Task item: The answer is every record that follows, printed exactly.

[Start of Attachment]

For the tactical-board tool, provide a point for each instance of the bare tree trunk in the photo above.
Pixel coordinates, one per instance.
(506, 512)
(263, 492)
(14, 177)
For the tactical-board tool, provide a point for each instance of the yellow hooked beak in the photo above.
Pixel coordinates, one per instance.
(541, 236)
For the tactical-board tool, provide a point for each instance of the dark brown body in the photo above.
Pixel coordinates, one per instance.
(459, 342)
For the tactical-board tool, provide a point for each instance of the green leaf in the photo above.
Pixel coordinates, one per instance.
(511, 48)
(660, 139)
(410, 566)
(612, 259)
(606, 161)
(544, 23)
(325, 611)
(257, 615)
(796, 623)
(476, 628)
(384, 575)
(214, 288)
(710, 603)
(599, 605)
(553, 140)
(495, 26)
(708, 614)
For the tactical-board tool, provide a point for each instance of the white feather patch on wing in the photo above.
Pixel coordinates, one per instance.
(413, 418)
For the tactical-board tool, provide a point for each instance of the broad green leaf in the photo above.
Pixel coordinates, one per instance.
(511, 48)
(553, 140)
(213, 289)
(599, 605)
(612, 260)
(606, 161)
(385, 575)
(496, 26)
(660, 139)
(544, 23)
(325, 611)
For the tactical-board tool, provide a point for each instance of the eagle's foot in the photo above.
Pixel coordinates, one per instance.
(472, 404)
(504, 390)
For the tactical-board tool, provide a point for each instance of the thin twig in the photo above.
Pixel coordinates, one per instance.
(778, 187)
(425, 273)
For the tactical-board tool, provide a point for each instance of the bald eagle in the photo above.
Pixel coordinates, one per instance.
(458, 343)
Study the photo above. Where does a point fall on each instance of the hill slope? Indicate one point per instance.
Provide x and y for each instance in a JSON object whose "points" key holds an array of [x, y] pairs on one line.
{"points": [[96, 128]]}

[End of Attachment]

Solution for this exercise:
For the tactical-board tool, provide a point for each instance of the bare tree trunk in the photo above.
Pixel coordinates, one per instance.
(506, 512)
(263, 492)
(14, 177)
For the tactical-board tool, provide a point for each instance of the yellow hooked beak in the photo above.
Pixel coordinates, one per instance.
(541, 236)
For the tactical-board tool, provide a point for each instance of the dark brown body in the photo above.
Pixel coordinates, one per instance.
(459, 342)
For the tactical-board tool, provide a point for each instance of the green leaf in the photo above.
Pixel coordinates, one per instance.
(511, 48)
(660, 139)
(410, 566)
(612, 259)
(606, 161)
(544, 23)
(325, 611)
(257, 615)
(796, 623)
(476, 628)
(384, 575)
(214, 288)
(710, 603)
(599, 605)
(553, 140)
(495, 26)
(708, 614)
For the tactical-board tool, provide a point for each instance of the white feather patch on wing in the photo above.
Pixel coordinates, one per instance.
(413, 418)
For the tactical-board tool, provide a point for each instance of the broad green leaf in the photo above.
Pixel coordinates, one per instance.
(511, 48)
(553, 140)
(213, 289)
(599, 605)
(612, 260)
(606, 161)
(385, 575)
(496, 26)
(660, 139)
(544, 23)
(325, 611)
For the tactical-board tool, provide a point for each instance of the eagle's foot in the photo above.
Pixel coordinates, one per instance.
(472, 404)
(504, 390)
For the tactical-board tool, provide a point for each instance of the thin twig in the photo above.
Pixel coordinates, one per instance.
(778, 187)
(425, 273)
For the tactical-board tool, provide a point for each instance of the bald eagle in the photo above.
Pixel coordinates, one per instance.
(458, 343)
Study the photo above. Where does a point fall on each instance of the hill slope? Indicate one point per instance.
Provide x and y for each instance in a JSON object whose "points" key holds an array of [x, y] pairs on one line.
{"points": [[96, 128]]}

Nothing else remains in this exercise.